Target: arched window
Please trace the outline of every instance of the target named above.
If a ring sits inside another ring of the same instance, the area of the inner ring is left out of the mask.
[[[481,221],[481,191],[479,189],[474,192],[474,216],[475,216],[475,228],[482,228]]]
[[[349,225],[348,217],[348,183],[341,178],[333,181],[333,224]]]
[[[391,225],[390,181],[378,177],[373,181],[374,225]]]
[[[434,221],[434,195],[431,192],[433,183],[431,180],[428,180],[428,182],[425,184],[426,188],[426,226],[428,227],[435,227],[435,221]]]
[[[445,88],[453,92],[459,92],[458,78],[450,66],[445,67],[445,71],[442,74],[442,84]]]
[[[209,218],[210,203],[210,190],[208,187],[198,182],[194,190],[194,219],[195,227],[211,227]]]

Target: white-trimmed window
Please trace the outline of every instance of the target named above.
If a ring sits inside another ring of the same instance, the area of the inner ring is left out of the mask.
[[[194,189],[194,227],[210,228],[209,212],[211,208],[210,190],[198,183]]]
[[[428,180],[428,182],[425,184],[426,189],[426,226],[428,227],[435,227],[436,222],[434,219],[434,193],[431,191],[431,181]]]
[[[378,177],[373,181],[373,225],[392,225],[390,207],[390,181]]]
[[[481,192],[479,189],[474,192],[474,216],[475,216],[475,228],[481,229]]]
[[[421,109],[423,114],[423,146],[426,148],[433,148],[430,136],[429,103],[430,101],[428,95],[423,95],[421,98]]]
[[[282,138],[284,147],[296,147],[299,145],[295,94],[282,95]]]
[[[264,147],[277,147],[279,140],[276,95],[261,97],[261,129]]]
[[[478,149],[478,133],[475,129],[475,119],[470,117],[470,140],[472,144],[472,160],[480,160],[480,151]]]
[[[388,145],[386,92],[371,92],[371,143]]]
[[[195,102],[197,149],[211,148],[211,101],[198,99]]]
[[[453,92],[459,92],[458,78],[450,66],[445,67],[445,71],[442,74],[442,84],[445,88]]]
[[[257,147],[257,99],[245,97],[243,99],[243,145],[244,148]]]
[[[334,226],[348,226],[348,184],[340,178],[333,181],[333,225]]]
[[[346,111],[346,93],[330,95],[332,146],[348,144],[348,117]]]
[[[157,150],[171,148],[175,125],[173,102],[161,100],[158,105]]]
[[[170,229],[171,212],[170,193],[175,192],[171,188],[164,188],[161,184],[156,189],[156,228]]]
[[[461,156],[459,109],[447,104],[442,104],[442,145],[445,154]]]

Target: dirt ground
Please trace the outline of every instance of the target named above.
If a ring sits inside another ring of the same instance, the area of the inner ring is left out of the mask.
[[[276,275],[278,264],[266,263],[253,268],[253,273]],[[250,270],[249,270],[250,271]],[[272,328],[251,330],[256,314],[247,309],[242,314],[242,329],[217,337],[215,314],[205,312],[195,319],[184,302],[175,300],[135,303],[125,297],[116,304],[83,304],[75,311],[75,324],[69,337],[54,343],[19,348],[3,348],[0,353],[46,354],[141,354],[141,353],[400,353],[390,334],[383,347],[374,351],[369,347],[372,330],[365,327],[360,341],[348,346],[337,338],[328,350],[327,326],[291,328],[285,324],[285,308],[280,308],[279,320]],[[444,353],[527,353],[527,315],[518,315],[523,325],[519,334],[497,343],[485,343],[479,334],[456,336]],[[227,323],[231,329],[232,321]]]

Work to do:
Copy all of the rows above line for line, keeping every character and the original order.

Written answer:
Target: arched window
Please trace the outline of every instance of the target named above.
If a ring sits inside another ring of the same instance, the area of the inner ring is left out of the mask.
[[[481,221],[481,191],[479,189],[474,192],[474,216],[475,216],[475,228],[482,228]]]
[[[349,225],[348,217],[348,183],[341,178],[333,181],[333,224]]]
[[[391,225],[390,181],[378,177],[373,181],[374,225]]]
[[[434,221],[434,195],[431,192],[433,183],[431,180],[428,180],[428,182],[425,184],[426,188],[426,226],[428,227],[435,227],[435,221]]]
[[[445,88],[453,92],[459,92],[458,78],[450,66],[445,67],[445,71],[442,74],[442,84]]]
[[[209,218],[210,203],[210,190],[208,187],[198,182],[194,190],[194,219],[195,227],[211,227]]]

Target: white-trimmed window
Please trace the outline of every instance of the target named above.
If a ring sits inside another ring of the same instance, the area of the inner ring is left out of the mask.
[[[194,189],[194,227],[210,228],[209,212],[211,208],[210,190],[198,183]]]
[[[428,180],[428,182],[425,184],[426,189],[426,226],[428,227],[435,227],[436,222],[434,219],[434,193],[431,191],[431,181]]]
[[[378,177],[373,181],[373,225],[392,225],[390,207],[390,181]]]
[[[481,192],[479,189],[474,192],[474,216],[475,216],[475,228],[481,229]]]
[[[421,109],[423,114],[423,146],[426,148],[433,148],[430,136],[429,103],[430,101],[428,95],[423,95],[421,98]]]
[[[282,138],[284,147],[296,147],[299,145],[295,94],[282,95]]]
[[[264,147],[277,147],[279,140],[276,95],[261,97],[261,129]]]
[[[478,149],[478,133],[475,129],[475,119],[470,117],[470,140],[472,144],[472,160],[480,160],[480,151]]]
[[[388,145],[386,92],[371,92],[371,143]]]
[[[195,102],[197,149],[211,148],[211,101],[198,99]]]
[[[453,92],[459,92],[458,78],[450,66],[445,67],[445,71],[442,74],[442,84],[445,88]]]
[[[257,147],[257,99],[245,97],[243,99],[243,145],[244,148]]]
[[[334,226],[348,226],[348,184],[340,178],[333,181],[333,225]]]
[[[346,111],[346,93],[330,95],[332,146],[348,144],[348,117]]]
[[[157,150],[171,148],[175,125],[173,102],[161,100],[158,105]]]
[[[170,229],[171,212],[170,193],[175,192],[171,188],[164,188],[161,184],[156,189],[156,228]]]
[[[461,156],[459,109],[447,104],[442,104],[442,145],[445,154]]]

Target: dirt ground
Please trace the outline of every instance of the target named above.
If a ring sits inside another ring of the same instance, the area of the inner ring is left out of the mask.
[[[276,275],[278,264],[266,263],[253,268],[253,273]],[[250,270],[249,270],[250,271]],[[272,328],[251,330],[256,314],[247,309],[242,314],[242,329],[217,337],[215,314],[205,312],[195,319],[184,302],[175,300],[135,303],[125,297],[116,304],[83,304],[75,311],[75,324],[69,337],[54,343],[19,348],[3,348],[0,353],[46,354],[141,354],[141,353],[400,353],[390,334],[383,347],[374,351],[369,347],[372,330],[365,327],[360,341],[348,346],[337,338],[328,350],[327,326],[291,328],[285,324],[285,308],[280,308],[279,320]],[[444,353],[527,353],[527,315],[518,315],[523,325],[519,334],[497,343],[485,343],[479,334],[456,336]],[[227,323],[231,329],[232,321]]]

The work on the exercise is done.